**What to work on**: Give back, word for word, the line that contains "Practice step: identify the paved" and every line that follows it in the data below.

**Provided records**:
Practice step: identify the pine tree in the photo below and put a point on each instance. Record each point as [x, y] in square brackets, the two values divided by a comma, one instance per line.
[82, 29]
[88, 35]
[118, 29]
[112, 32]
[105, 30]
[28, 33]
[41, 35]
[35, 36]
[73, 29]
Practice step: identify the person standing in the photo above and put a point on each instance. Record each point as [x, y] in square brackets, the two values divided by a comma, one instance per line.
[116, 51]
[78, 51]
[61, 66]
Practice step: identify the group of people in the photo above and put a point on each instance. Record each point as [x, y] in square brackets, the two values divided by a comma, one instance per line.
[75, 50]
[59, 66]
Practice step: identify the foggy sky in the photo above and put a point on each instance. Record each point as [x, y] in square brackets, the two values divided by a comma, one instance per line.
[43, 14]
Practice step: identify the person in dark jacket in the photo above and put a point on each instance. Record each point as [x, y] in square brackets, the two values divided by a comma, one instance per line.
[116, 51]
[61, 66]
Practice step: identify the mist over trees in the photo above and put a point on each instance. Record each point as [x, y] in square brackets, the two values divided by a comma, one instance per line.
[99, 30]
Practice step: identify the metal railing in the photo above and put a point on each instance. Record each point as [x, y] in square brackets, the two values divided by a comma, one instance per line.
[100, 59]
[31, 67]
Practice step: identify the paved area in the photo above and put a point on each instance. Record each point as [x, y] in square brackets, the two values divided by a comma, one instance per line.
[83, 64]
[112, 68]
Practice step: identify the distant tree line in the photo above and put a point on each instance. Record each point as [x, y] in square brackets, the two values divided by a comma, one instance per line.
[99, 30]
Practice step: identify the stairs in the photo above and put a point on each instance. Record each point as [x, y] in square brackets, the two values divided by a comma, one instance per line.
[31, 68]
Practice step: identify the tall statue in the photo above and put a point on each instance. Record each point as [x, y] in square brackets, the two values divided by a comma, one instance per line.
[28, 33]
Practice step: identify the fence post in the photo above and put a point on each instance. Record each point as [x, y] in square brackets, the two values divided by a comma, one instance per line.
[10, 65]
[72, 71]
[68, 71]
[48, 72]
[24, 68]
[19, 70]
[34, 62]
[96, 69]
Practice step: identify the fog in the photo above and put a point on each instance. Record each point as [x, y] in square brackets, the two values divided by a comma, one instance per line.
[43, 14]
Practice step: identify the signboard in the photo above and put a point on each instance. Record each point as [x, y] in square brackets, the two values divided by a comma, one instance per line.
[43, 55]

**Task answer**:
Practice step: identify the paved area in the photo above and put a point on each instance. Record each point as [x, y] in square brackets, the two values divided by a comma, one instance per line.
[83, 64]
[112, 68]
Practice step: identify the distant tree line in the photo above and put a point on each instance. Record each point as [x, y] in square brackets, the two values divided by a comma, one instance per line.
[99, 30]
Practice step: identify the stairs in the photo above and put a point on each instance. Record each point as [x, y] in square brackets, the two values divided by a comma, one instance per line.
[31, 68]
Practice step: identify the tall statue in the photo above and put a point on each instance. Record each point as [x, y] in square brackets, the two values divided by a comma, one instance per line.
[28, 33]
Practice step: identify the fence post in the photo above and put a point on each instance. Record each point as [x, y] in square brackets, the two values divided by a comma, one instance per line.
[10, 65]
[72, 71]
[68, 71]
[48, 72]
[24, 68]
[19, 70]
[34, 62]
[96, 69]
Practice step: identify the fog in the photo above and put a point on each instance. Record each point as [x, y] in square brackets, the two values divided by a comma, one instance per line.
[43, 14]
Practice step: identify the signboard in the photo above and put a point on each instance. Record each point as [x, y] in square brackets, the two values divided by a comma, one instance per line.
[43, 55]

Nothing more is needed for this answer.